"""

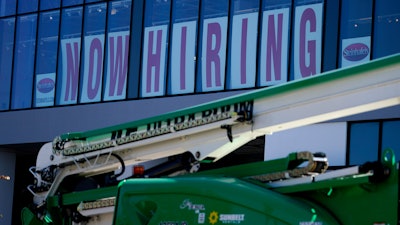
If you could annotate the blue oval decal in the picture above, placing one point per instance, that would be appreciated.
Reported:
(45, 85)
(356, 52)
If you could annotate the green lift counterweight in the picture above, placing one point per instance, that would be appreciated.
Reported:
(80, 178)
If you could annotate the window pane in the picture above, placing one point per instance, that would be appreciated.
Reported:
(49, 4)
(93, 53)
(24, 62)
(89, 1)
(71, 2)
(7, 7)
(119, 14)
(69, 56)
(182, 62)
(390, 136)
(6, 55)
(213, 44)
(387, 28)
(364, 142)
(274, 43)
(155, 47)
(46, 59)
(27, 6)
(355, 32)
(243, 44)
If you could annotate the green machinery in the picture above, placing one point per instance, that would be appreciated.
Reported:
(79, 176)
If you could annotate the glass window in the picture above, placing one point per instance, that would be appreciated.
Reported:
(156, 21)
(390, 136)
(89, 1)
(6, 55)
(49, 4)
(364, 142)
(93, 53)
(386, 28)
(274, 42)
(243, 44)
(46, 58)
(355, 32)
(182, 62)
(213, 44)
(7, 7)
(69, 56)
(307, 34)
(27, 6)
(116, 62)
(71, 2)
(24, 59)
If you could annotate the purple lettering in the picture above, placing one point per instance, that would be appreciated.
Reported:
(95, 48)
(243, 52)
(213, 32)
(72, 70)
(183, 59)
(118, 64)
(154, 60)
(307, 17)
(274, 47)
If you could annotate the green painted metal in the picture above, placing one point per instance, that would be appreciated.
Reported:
(210, 198)
(250, 96)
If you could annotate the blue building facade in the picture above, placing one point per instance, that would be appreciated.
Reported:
(72, 65)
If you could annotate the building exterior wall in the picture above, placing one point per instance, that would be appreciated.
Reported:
(75, 65)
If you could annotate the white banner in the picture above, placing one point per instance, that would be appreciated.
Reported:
(355, 50)
(44, 91)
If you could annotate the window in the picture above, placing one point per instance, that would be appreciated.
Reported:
(117, 49)
(24, 59)
(6, 55)
(154, 53)
(49, 4)
(390, 136)
(69, 56)
(355, 32)
(242, 50)
(274, 42)
(212, 45)
(71, 2)
(27, 6)
(386, 28)
(93, 53)
(307, 37)
(363, 143)
(46, 59)
(182, 62)
(7, 7)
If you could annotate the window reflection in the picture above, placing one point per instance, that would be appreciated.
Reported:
(46, 59)
(6, 55)
(24, 62)
(93, 53)
(69, 56)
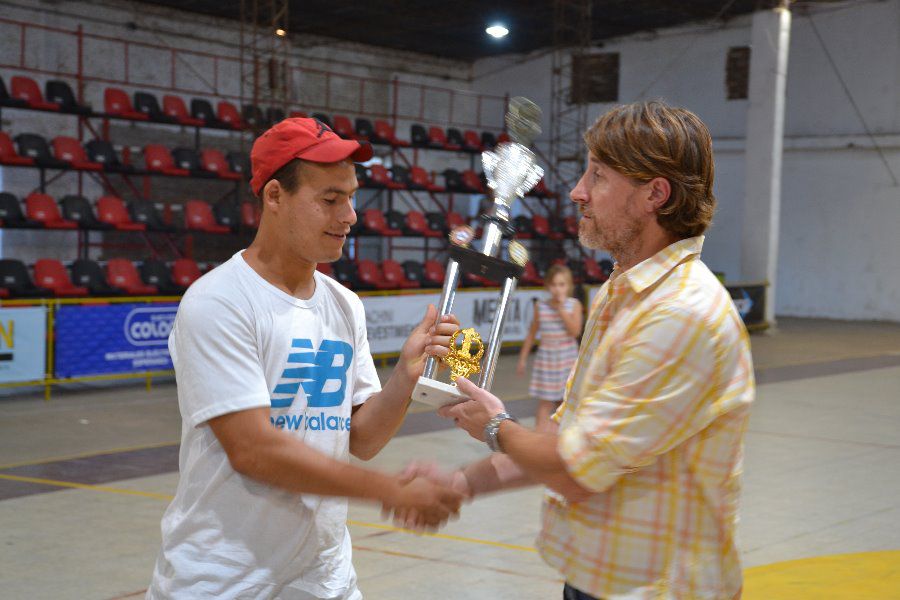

"""

◆ ASSIGNED TASK
Show every line in the entries where the string "building" occurs.

◆ RESPONSE
If you could annotate the blue building facade in the picture above, placing one point per instance, that would be appreciated.
If you could annotate the building exterior wall in the picture above, placing one point per instance, that would be appreciated.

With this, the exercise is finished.